**EXTRACT PROVIDED**
- - -

That being said, my husband feels incredible pressure to give 110% to a job that he is good at but doesn’t like. He feels guilty for taking vacations (or more accurately dreads what awaits him when he comes back from vacation) and feels guilty for asking for flex time to go to doctor’s appointments, etc. with me and the baby. But there’s also the guilt of not “being there” for things like doctor’s appointments, etc. So how does he find a balance?
His boss is a really nice person outside the office, and the mother of two small boys. But at work, she expects her employees to give as much as she does, and says that being even 5 minutes late is “stealing from the company.” How can he give what he needs to give to our family and still stay in the good graces of his employer? The stress of finding that balance seems to weigh heavier on him than on me, mostly because (stereotypically) he wins the bread, carries the health insurance, and is the man and now the father. He feels like it’s what he’s “supposed” to do. It’s not necessarily what he would rather do. He doesn’t want to be the kind of employee that his father was – always working and when at home, was preoccupied with work.
We’re brand new at this, so I don’t know the answer. We’re just trying to do the best we can and figure it out as we go…
Denise
November 11, 2010 @ 4:09 pm
julia,
thank you for that thoughtful post — and congratulations on the new baby (and being able to write a long, well-crafted response when your baby’s just 7 weeks!).
Thinking back, I realize that it was easier for my husband in that respect — because he was doing a couple of part time jobs at the time of our first son’s birth, he didn’t have that one-boss, one-company pressure to perform. That is all hitting him now, when he tries to be serious about his career and fulfill his dreams, and remain the involved father and partner that I’m so lucky to have. Really, it’s time for American companies and policies to step up!

- - -

**TASK 1**
Please return the passage of the comment thread on balancing work and fatherhood, starting with "His boss is" and going on through "preoccupied with work.".
**TASK 2**
Resume the comment thread on balancing work and fatherhood, picking up right after its last sentence.
You won't need the data that comes after this.

- - -

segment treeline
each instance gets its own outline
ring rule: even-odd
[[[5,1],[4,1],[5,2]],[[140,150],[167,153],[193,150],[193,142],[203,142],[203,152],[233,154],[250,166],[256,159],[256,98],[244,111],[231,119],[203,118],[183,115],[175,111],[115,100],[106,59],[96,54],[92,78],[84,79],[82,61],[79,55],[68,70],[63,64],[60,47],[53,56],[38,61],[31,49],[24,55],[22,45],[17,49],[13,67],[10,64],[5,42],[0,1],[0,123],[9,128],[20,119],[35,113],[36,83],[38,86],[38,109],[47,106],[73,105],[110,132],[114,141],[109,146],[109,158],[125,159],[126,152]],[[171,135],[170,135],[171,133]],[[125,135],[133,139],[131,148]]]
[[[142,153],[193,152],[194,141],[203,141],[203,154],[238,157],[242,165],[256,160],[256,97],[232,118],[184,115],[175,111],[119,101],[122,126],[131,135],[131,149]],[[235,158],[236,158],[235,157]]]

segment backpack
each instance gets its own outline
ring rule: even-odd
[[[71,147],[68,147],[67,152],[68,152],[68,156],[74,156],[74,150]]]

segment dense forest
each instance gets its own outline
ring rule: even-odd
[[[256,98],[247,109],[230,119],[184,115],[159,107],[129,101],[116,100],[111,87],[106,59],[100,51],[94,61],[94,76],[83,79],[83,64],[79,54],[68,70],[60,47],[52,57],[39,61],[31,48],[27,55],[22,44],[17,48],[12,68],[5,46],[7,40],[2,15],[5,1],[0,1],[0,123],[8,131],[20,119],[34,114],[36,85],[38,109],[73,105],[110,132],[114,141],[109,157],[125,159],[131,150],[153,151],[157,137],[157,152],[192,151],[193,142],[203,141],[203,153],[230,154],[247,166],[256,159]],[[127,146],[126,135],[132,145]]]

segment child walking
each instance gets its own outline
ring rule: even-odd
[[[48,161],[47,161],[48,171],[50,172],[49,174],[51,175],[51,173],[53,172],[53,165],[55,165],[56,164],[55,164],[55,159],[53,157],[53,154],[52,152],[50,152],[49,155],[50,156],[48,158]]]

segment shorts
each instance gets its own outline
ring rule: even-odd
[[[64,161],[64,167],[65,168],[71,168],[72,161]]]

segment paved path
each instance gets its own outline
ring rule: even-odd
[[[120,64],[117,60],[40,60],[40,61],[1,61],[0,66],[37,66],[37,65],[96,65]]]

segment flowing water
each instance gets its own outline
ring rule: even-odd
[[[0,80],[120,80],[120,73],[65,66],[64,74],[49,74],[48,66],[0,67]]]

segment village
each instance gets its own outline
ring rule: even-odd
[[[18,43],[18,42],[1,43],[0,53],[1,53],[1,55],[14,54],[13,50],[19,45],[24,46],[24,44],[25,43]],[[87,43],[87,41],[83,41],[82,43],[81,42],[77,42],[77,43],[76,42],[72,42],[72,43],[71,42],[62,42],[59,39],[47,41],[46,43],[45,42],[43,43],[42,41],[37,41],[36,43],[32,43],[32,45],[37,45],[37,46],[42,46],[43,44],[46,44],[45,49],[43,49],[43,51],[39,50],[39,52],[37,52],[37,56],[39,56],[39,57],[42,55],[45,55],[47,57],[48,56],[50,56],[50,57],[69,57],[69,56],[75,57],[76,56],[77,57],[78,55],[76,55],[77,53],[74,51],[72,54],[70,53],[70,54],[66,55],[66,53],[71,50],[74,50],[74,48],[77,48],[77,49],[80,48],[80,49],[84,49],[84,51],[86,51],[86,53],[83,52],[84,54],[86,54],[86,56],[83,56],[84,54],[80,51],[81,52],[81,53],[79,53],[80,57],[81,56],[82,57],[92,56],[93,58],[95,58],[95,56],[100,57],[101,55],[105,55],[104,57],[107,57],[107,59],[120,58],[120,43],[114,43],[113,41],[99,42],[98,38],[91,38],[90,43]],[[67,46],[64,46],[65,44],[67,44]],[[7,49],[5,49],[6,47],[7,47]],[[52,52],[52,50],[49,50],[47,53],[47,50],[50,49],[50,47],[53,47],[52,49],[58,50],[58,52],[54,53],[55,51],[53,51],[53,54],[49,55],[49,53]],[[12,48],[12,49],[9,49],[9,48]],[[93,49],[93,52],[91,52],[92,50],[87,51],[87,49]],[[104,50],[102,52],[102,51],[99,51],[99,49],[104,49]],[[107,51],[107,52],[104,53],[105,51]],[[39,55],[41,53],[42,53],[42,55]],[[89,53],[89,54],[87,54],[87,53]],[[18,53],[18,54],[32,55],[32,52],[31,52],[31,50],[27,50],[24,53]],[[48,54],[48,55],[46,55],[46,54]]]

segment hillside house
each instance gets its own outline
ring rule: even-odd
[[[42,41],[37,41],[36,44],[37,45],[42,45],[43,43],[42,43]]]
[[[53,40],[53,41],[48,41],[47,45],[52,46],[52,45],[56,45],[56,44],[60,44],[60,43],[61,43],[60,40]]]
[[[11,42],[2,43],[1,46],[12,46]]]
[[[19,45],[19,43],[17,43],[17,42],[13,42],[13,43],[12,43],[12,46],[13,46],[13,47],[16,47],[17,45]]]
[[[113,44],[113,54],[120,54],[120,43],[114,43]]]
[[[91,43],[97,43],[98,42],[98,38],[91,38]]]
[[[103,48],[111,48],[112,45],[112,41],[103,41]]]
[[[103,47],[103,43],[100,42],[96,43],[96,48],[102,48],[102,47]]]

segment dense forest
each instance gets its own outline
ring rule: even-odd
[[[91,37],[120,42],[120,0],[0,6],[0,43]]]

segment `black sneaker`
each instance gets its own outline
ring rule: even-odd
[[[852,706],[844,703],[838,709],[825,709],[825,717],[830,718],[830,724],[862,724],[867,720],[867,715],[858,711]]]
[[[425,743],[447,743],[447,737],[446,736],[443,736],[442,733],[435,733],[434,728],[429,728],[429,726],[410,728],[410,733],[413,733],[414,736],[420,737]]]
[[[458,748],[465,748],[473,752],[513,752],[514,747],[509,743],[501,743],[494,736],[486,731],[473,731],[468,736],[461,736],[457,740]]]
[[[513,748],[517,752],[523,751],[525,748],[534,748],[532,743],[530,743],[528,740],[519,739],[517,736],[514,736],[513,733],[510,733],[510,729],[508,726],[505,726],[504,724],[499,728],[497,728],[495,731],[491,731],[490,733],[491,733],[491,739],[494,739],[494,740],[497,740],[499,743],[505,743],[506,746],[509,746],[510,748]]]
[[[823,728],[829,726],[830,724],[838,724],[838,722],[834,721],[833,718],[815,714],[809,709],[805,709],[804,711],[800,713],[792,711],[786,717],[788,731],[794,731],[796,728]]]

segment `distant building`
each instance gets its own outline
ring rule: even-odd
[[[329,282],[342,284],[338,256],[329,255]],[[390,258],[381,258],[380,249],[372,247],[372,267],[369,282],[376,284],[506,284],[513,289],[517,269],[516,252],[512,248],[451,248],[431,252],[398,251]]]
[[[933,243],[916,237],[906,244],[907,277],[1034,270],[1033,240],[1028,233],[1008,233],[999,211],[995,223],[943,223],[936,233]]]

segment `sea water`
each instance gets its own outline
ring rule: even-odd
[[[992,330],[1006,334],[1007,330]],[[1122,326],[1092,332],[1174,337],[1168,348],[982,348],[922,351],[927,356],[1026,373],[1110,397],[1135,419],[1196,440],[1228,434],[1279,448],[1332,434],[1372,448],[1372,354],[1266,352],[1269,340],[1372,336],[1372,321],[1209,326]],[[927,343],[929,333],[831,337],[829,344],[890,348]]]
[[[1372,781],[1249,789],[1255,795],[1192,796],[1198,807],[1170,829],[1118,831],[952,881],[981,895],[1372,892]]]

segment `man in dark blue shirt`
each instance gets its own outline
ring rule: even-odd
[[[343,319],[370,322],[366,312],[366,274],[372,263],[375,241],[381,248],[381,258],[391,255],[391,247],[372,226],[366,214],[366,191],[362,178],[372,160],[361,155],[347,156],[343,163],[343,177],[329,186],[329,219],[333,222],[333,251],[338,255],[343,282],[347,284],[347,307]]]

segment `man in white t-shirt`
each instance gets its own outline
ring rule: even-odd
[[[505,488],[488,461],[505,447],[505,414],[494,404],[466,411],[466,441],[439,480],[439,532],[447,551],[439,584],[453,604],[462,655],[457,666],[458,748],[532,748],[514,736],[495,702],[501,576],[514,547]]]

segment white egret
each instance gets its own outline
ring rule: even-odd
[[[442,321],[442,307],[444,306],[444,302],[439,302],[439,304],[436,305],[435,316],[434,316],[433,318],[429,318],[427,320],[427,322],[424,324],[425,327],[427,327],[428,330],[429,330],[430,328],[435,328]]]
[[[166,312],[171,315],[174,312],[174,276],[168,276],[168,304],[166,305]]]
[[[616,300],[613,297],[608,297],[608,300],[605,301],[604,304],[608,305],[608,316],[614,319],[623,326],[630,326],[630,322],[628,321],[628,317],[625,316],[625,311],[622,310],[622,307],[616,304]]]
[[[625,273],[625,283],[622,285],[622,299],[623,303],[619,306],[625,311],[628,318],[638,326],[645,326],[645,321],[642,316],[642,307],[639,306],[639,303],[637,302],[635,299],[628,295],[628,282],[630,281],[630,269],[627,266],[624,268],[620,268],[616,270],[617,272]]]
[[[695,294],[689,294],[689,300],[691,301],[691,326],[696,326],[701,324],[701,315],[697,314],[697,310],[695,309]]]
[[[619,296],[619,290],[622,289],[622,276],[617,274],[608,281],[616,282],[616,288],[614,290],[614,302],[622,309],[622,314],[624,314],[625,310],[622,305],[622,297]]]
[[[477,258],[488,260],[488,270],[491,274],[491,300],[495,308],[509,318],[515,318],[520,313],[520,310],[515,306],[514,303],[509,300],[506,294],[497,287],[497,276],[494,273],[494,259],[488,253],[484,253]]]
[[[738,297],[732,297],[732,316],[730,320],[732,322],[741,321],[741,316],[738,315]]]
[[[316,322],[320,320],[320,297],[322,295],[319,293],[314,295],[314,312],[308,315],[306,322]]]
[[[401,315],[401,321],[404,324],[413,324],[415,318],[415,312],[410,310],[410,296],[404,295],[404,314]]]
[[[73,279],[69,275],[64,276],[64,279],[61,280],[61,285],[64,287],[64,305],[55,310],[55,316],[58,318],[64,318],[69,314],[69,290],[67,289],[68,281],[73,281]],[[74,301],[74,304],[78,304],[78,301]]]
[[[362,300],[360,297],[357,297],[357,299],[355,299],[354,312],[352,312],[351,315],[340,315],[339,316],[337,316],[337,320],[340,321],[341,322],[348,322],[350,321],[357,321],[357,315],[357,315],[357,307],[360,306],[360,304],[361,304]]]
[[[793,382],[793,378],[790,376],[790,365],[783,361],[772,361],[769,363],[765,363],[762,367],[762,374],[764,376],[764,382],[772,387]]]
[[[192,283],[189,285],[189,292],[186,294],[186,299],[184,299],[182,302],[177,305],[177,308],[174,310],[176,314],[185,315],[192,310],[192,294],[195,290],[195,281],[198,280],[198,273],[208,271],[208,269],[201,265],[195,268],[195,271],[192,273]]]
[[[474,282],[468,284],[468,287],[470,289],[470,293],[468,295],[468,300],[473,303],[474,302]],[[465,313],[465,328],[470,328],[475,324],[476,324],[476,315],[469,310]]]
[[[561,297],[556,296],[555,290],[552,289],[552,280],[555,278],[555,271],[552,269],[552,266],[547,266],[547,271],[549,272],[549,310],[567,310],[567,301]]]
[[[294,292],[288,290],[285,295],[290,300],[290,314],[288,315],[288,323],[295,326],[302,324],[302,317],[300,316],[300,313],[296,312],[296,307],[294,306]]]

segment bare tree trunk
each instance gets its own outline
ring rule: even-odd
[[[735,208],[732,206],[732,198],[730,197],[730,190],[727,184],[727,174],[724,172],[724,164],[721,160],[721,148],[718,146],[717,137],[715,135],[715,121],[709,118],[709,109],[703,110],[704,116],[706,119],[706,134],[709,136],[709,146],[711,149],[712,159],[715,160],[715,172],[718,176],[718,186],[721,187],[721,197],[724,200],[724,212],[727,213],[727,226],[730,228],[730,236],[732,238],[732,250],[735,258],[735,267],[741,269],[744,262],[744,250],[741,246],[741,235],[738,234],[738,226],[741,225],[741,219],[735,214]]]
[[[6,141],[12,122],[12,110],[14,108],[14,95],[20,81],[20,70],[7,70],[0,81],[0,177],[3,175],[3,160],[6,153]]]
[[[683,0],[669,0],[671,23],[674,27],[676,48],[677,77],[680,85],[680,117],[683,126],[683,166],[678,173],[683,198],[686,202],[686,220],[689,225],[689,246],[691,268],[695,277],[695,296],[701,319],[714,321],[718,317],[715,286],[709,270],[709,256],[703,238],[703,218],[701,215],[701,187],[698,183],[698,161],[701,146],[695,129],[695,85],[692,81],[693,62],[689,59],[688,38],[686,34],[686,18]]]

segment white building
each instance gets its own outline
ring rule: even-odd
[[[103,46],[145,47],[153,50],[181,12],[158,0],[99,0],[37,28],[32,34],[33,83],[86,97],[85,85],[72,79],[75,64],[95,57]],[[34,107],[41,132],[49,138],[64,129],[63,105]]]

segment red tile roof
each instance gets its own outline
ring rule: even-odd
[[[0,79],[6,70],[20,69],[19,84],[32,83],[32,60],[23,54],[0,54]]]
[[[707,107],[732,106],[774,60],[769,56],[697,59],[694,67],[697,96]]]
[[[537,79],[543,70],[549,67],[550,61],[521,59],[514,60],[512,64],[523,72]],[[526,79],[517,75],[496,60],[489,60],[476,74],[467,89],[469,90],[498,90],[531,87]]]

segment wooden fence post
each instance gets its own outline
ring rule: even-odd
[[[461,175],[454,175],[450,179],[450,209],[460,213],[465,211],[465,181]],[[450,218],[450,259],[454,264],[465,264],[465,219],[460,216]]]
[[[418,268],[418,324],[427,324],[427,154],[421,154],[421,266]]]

- - -

**TASK RESPONSE 1**
His boss is a really nice person outside the office, and the mother of two small boys. But at work, she expects her employees to give as much as she does, and says that being even 5 minutes late is “stealing from the company.” How can he give what he needs to give to our family and still stay in the good graces of his employer? The stress of finding that balance seems to weigh heavier on him than on me, mostly because (stereotypically) he wins the bread, carries the health insurance, and is the man and now the father. He feels like it’s what he’s “supposed” to do. It’s not necessarily what he would rather do. He doesn’t want to be the kind of employee that his father was – always working and when at home, was preoccupied with work.

**TASK RESPONSE 2**
keep reading,
Denise
Jennifer Hull
November 13, 2010 @ 4:19 pm
This is a really interesting, thoughtful post. Your distinction between white-collar and blue-collar fathers rings true with everything I’ve read on shared parenting. I also appreciate how you highlight the pressures men are under at work that make it hard for them to be available at home.
I second the feeling in your comment to Cathy. Shared parenting can be a messy, inefficient affair because you do constantly end up negotiating and renegotiating tasks. But I also far prefer the “colliding, crossing spheres” you describe to the alternative.
I only wish more couples had the opportunity to experience this arrangement.
One organization that has done a lot of interesting work in this area is the ThirdPath Institute. I interviewed founder Jessica Degroot years ago and she is very articulate and passionate about this subject. Their website might provide resources for some of your readers. They’re at http://www.thirdpath.org
edj
November 13, 2010 @ 11:52 pm
Interesting post. My husband and I have lived and worked overseas for most of the past 10 years, so our take is somewhat different. I’m really appreciative of the fact that parenting is something we’ve both done together; with the exception of visits to the kids’ schools (cuz my french was better than his), we divide things pretty fairly. But I have seen the difference you quote between white and blue collar fathers.
best wishes to you and your husband! Hope he gets the job and it proves to be flexible too!